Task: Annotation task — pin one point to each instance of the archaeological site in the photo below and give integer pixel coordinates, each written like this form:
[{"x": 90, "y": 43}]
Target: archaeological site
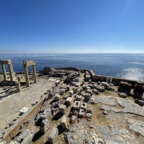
[{"x": 68, "y": 106}]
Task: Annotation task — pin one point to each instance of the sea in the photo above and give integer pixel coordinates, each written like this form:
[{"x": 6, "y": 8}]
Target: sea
[{"x": 128, "y": 66}]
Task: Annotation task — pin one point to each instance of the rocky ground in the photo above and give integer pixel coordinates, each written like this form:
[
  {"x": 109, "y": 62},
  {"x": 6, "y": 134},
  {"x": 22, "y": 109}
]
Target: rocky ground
[{"x": 106, "y": 119}]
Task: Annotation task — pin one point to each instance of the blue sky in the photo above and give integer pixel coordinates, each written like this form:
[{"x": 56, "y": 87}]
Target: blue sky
[{"x": 71, "y": 26}]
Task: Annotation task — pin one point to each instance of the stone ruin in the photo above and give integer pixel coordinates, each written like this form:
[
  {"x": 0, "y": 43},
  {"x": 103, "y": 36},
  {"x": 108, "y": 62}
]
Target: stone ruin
[{"x": 10, "y": 67}]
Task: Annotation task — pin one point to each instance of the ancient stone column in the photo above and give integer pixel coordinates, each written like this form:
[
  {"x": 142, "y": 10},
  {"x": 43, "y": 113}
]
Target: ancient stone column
[
  {"x": 18, "y": 86},
  {"x": 4, "y": 71},
  {"x": 26, "y": 76},
  {"x": 34, "y": 73},
  {"x": 10, "y": 71}
]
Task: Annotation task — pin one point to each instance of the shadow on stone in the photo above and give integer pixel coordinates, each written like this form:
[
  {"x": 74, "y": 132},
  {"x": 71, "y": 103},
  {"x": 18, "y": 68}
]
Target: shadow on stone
[
  {"x": 60, "y": 129},
  {"x": 37, "y": 136},
  {"x": 57, "y": 116}
]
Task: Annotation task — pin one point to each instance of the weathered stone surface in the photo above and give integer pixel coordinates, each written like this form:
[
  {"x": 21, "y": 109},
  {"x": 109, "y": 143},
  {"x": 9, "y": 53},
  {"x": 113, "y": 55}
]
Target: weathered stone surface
[
  {"x": 68, "y": 100},
  {"x": 64, "y": 122},
  {"x": 76, "y": 105},
  {"x": 53, "y": 135},
  {"x": 62, "y": 108},
  {"x": 78, "y": 97},
  {"x": 25, "y": 137},
  {"x": 28, "y": 138},
  {"x": 88, "y": 115},
  {"x": 114, "y": 135},
  {"x": 140, "y": 102},
  {"x": 100, "y": 88},
  {"x": 122, "y": 94},
  {"x": 136, "y": 126},
  {"x": 1, "y": 134},
  {"x": 57, "y": 97},
  {"x": 46, "y": 114},
  {"x": 127, "y": 106},
  {"x": 44, "y": 126},
  {"x": 81, "y": 113},
  {"x": 3, "y": 142},
  {"x": 83, "y": 105},
  {"x": 73, "y": 119},
  {"x": 108, "y": 100}
]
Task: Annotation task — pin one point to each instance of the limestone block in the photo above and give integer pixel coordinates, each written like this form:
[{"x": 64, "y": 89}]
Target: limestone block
[
  {"x": 28, "y": 138},
  {"x": 22, "y": 135},
  {"x": 3, "y": 142},
  {"x": 64, "y": 122},
  {"x": 57, "y": 97},
  {"x": 62, "y": 108},
  {"x": 62, "y": 91},
  {"x": 84, "y": 87},
  {"x": 83, "y": 105},
  {"x": 46, "y": 114},
  {"x": 73, "y": 119},
  {"x": 87, "y": 95},
  {"x": 75, "y": 90},
  {"x": 89, "y": 110},
  {"x": 71, "y": 93},
  {"x": 44, "y": 126},
  {"x": 76, "y": 105},
  {"x": 81, "y": 113},
  {"x": 77, "y": 84},
  {"x": 69, "y": 100},
  {"x": 24, "y": 110},
  {"x": 78, "y": 97},
  {"x": 53, "y": 135},
  {"x": 79, "y": 92},
  {"x": 89, "y": 91},
  {"x": 25, "y": 137}
]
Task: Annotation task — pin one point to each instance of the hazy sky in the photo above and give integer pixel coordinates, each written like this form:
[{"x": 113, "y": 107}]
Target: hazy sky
[{"x": 75, "y": 26}]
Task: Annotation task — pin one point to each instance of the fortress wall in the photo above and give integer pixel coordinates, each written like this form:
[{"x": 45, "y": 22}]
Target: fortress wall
[{"x": 13, "y": 130}]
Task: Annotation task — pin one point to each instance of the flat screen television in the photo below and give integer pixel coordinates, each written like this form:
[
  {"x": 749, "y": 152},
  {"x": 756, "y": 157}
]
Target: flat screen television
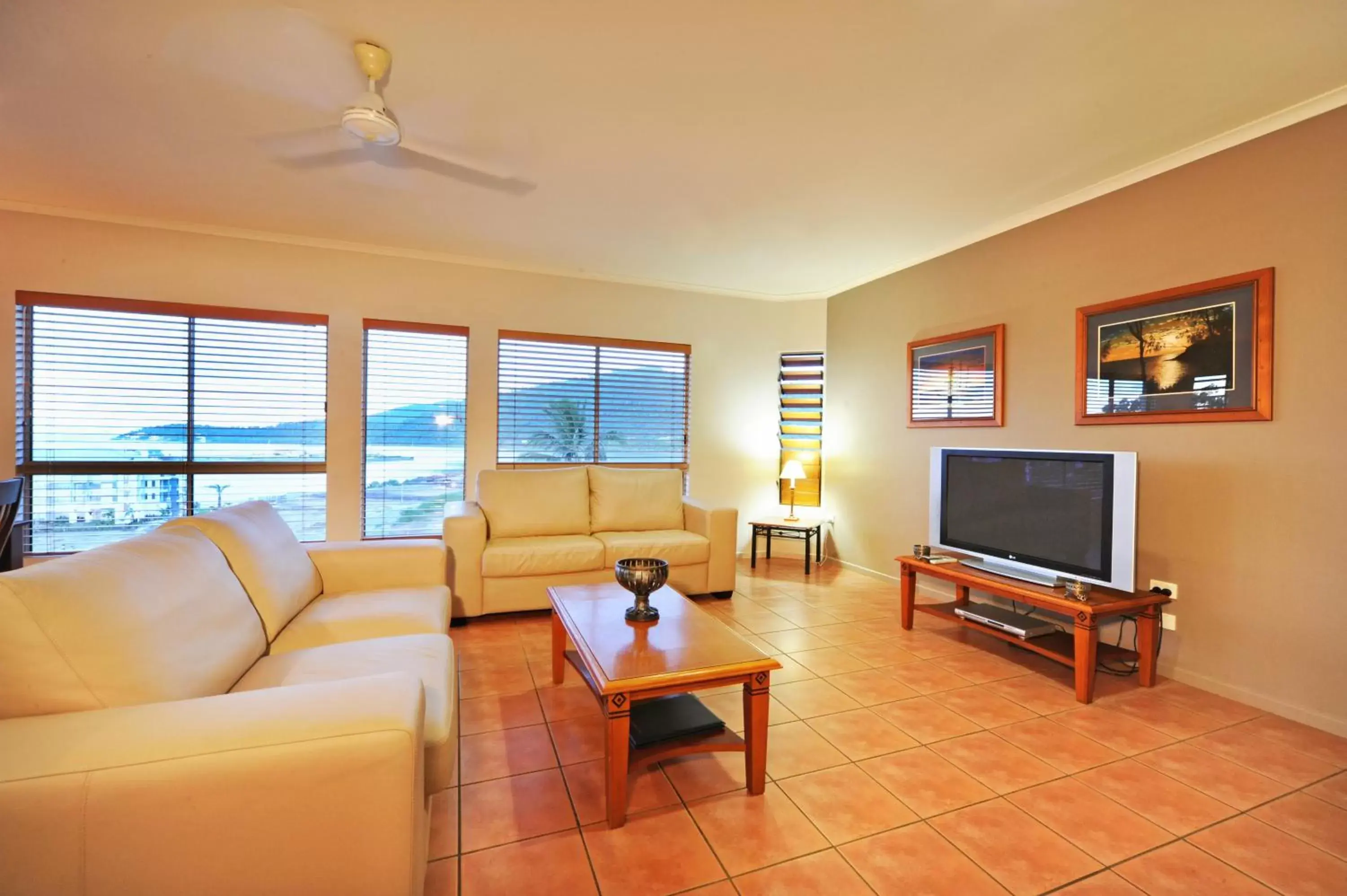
[{"x": 1039, "y": 515}]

### Set problem
Rewrite all the entries above as a numbered list with one line per item, dropping any blank lines. Leave the pictures out.

### Solution
1. Task: Annotation task — pin one point to each instance of the archaeological site in the photo below and give integer pixel coordinates, each written like this form:
2. [{"x": 90, "y": 43}]
3. Target: archaeological site
4. [{"x": 68, "y": 106}]
5. Task: Annotation task — pin one point to each instance of the sea in the photo above and give integer pixel coordinates, each written like this form:
6. [{"x": 6, "y": 8}]
7. Target: sea
8. [{"x": 128, "y": 66}]
9. Task: Annotation task — pin one point to each instance of the rocky ground in the photo above and give integer pixel coordinates, each written like this form:
10. [
11.   {"x": 109, "y": 62},
12.   {"x": 6, "y": 134},
13.   {"x": 22, "y": 109}
14. ]
15. Target: rocky ground
16. [{"x": 106, "y": 119}]
17. Task: Annotation task — pin one point to each instance of the blue sky in the photo above and give integer pixel coordinates, each written like this form:
18. [{"x": 56, "y": 87}]
19. Target: blue sky
20. [{"x": 71, "y": 26}]
21. Task: Annotation task — pin one point to each instance of the stone ruin in the photo above and give integer pixel coordinates, each written like this form:
22. [
23.   {"x": 0, "y": 43},
24.   {"x": 103, "y": 36},
25.   {"x": 108, "y": 62}
26. ]
27. Target: stone ruin
28. [{"x": 10, "y": 67}]
29. Task: Annotation task — pin one point to each instance of the ancient stone column in the photo above and give integer pixel coordinates, each written like this form:
30. [
31.   {"x": 142, "y": 10},
32.   {"x": 43, "y": 113}
33. ]
34. Target: ancient stone column
35. [
36.   {"x": 18, "y": 86},
37.   {"x": 4, "y": 71},
38.   {"x": 26, "y": 76},
39.   {"x": 34, "y": 73},
40.   {"x": 10, "y": 71}
41. ]
42. Task: Annotation task — pin one point to each instance of the shadow on stone in the photo above and give integer pixel coordinates, each written like this form:
43. [
44.   {"x": 74, "y": 132},
45.   {"x": 71, "y": 103},
46.   {"x": 18, "y": 68}
47. ]
48. Target: shadow on stone
49. [
50.   {"x": 60, "y": 129},
51.   {"x": 37, "y": 136},
52.   {"x": 57, "y": 116}
53. ]
54. Task: Annotation task — pin one point to each instance of the weathered stone surface in the photo above and give integer pixel coordinates, each written like this form:
55. [
56.   {"x": 21, "y": 109},
57.   {"x": 109, "y": 143},
58.   {"x": 9, "y": 53},
59.   {"x": 113, "y": 55}
60. ]
61. Target: weathered stone surface
62. [
63.   {"x": 68, "y": 100},
64.   {"x": 64, "y": 122},
65.   {"x": 76, "y": 105},
66.   {"x": 53, "y": 135},
67.   {"x": 62, "y": 108},
68.   {"x": 78, "y": 97},
69.   {"x": 25, "y": 137},
70.   {"x": 28, "y": 138},
71.   {"x": 88, "y": 115},
72.   {"x": 114, "y": 135},
73.   {"x": 140, "y": 102},
74.   {"x": 100, "y": 88},
75.   {"x": 122, "y": 94},
76.   {"x": 136, "y": 126},
77.   {"x": 1, "y": 134},
78.   {"x": 57, "y": 97},
79.   {"x": 46, "y": 114},
80.   {"x": 127, "y": 106},
81.   {"x": 44, "y": 126},
82.   {"x": 81, "y": 113},
83.   {"x": 3, "y": 142},
84.   {"x": 83, "y": 105},
85.   {"x": 73, "y": 119},
86.   {"x": 108, "y": 100}
87. ]
88. Task: Annotation task — pin one point to each instance of the limestone block in the photo above and give integer pixel coordinates, each written like this form:
89. [{"x": 64, "y": 89}]
90. Target: limestone block
91. [
92.   {"x": 28, "y": 138},
93.   {"x": 22, "y": 135},
94.   {"x": 3, "y": 142},
95.   {"x": 64, "y": 122},
96.   {"x": 57, "y": 97},
97.   {"x": 62, "y": 108},
98.   {"x": 62, "y": 91},
99.   {"x": 84, "y": 87},
100.   {"x": 83, "y": 105},
101.   {"x": 46, "y": 114},
102.   {"x": 73, "y": 119},
103.   {"x": 87, "y": 95},
104.   {"x": 75, "y": 90},
105.   {"x": 89, "y": 110},
106.   {"x": 71, "y": 93},
107.   {"x": 44, "y": 126},
108.   {"x": 76, "y": 105},
109.   {"x": 81, "y": 113},
110.   {"x": 77, "y": 84},
111.   {"x": 69, "y": 100},
112.   {"x": 24, "y": 110},
113.   {"x": 78, "y": 97},
114.   {"x": 53, "y": 135},
115.   {"x": 79, "y": 92},
116.   {"x": 89, "y": 91},
117.   {"x": 25, "y": 137}
118. ]
119. Task: Annotation task — pin one point to each instance of the hazy sky in the photo above and give integer pixel coordinates, each written like this form:
120. [{"x": 113, "y": 107}]
121. Target: hazy sky
122. [{"x": 75, "y": 26}]
123. Task: Annotation task — pin one point to each instance of the fortress wall in the photo above and give integer pixel coordinates, each written like this form:
124. [{"x": 45, "y": 22}]
125. Target: fortress wall
126. [{"x": 13, "y": 130}]
127. Task: Annotation task — pin one point to each instance of the flat screen television in the photo below and give integer pixel coordinates, each written like this form:
128. [
129.   {"x": 749, "y": 152},
130.   {"x": 756, "y": 157}
131. ]
132. Target: flat screen television
133. [{"x": 1039, "y": 515}]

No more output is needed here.